_Data shown_:
****************
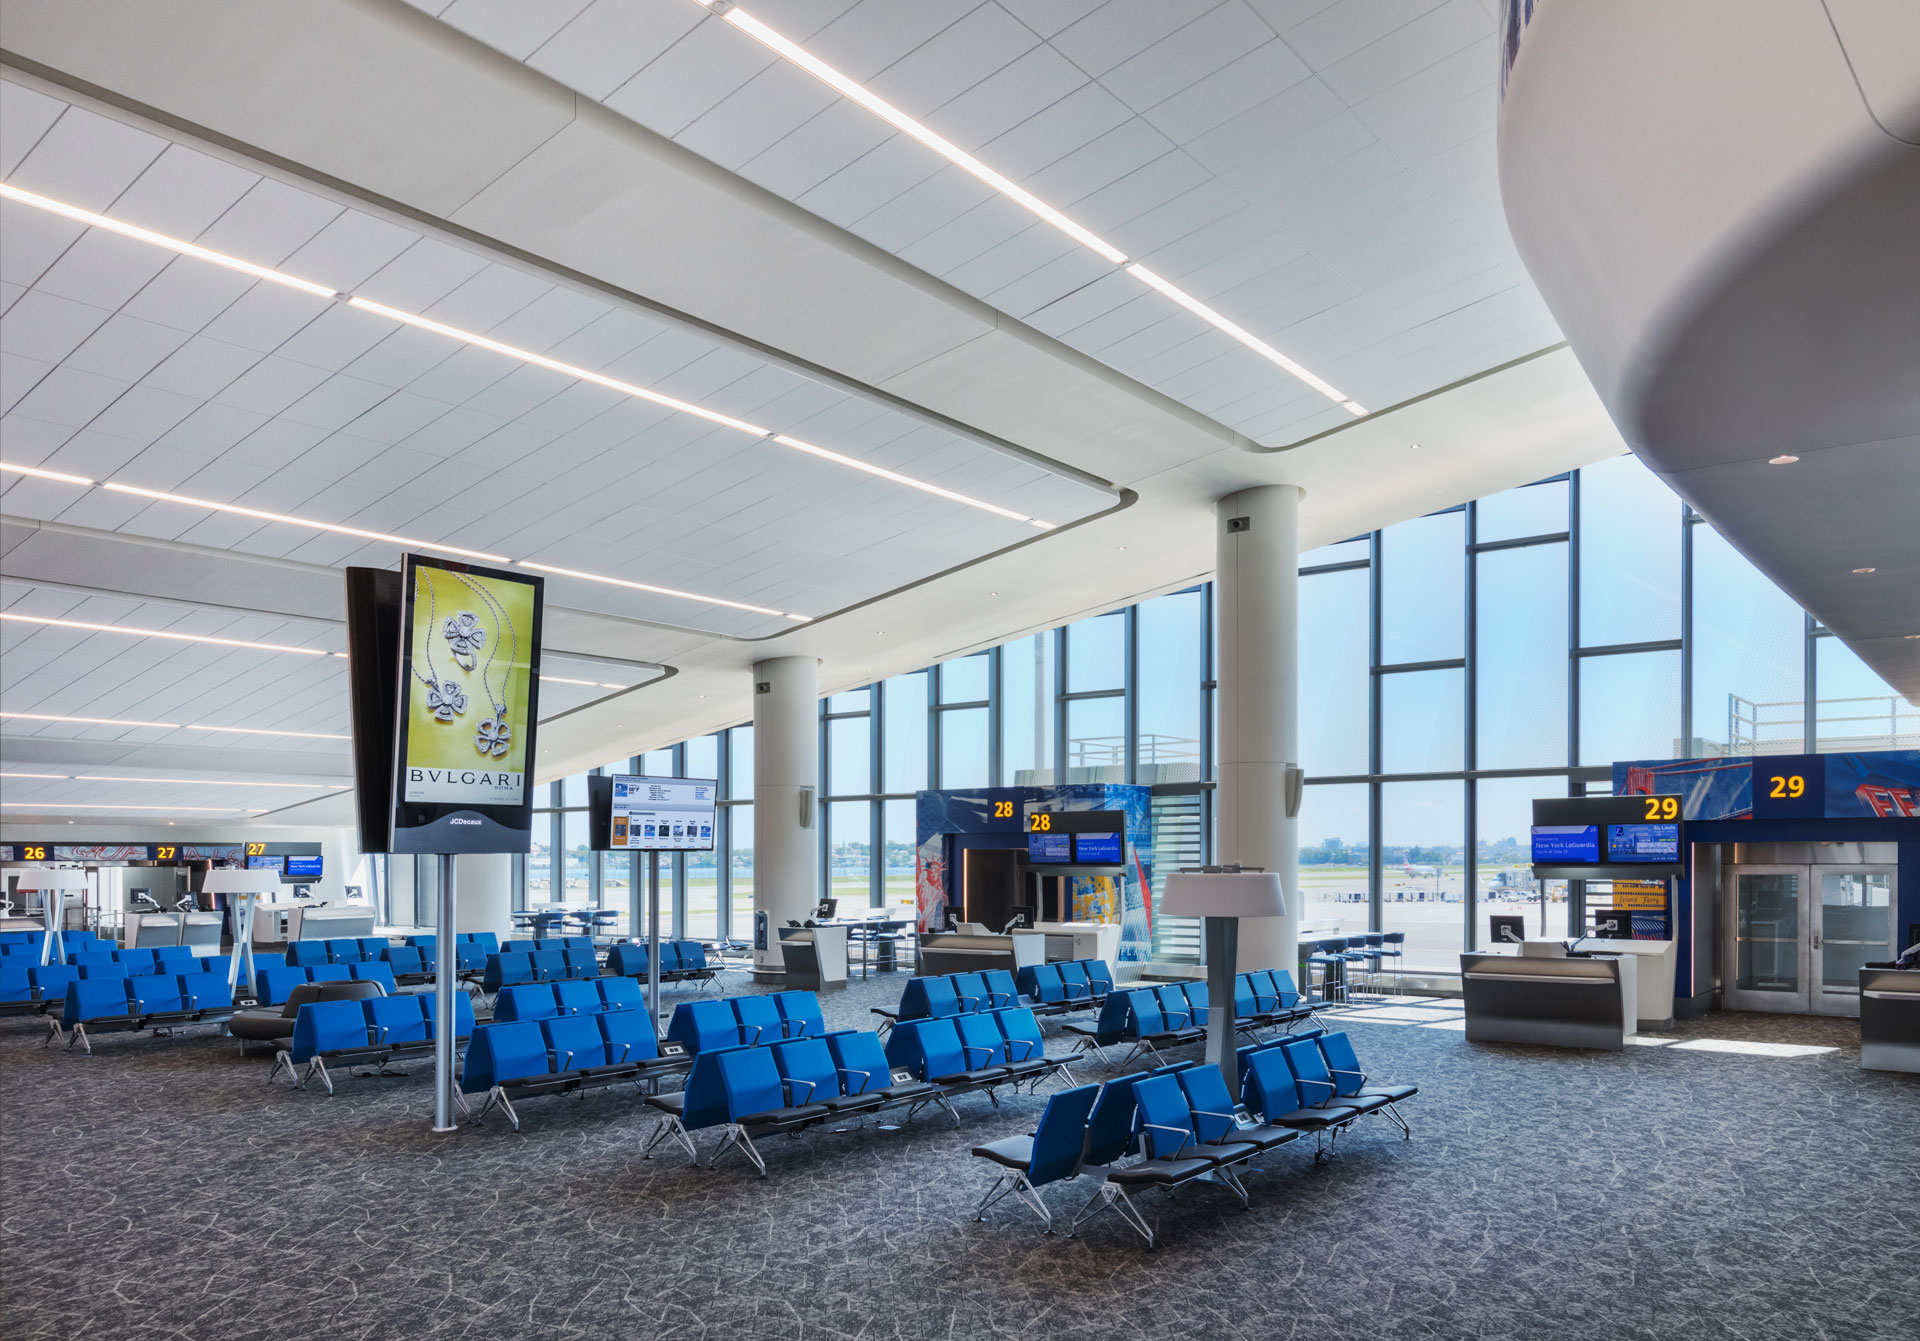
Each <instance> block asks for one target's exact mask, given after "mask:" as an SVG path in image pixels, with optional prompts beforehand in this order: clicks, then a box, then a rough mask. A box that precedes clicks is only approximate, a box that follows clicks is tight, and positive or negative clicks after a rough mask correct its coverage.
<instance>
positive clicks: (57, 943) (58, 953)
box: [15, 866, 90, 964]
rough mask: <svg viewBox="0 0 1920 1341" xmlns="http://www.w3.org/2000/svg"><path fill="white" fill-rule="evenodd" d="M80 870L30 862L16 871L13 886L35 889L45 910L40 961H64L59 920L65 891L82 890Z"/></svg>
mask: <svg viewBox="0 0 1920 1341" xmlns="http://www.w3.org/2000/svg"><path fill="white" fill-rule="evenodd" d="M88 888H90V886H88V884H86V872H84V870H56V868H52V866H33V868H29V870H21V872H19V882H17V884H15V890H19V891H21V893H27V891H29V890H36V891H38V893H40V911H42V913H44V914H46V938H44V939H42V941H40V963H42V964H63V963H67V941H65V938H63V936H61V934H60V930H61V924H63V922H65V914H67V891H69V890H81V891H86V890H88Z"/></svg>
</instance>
****************
_Exercise description_: Search the records for the string "positive" and return every line in which it occurs.

_Solution_:
Each <instance> block asks for one target's exact mask, given after "mask:" as an SVG path in image pixels, with optional prompts beforehand in this order: clicks, then a box, then a rough mask. A box that precedes clicks is only approximate, a box that follows clicks is tight, and positive or negative clicks after a rough mask correct its coverage.
positive clicks: (57, 943) (58, 953)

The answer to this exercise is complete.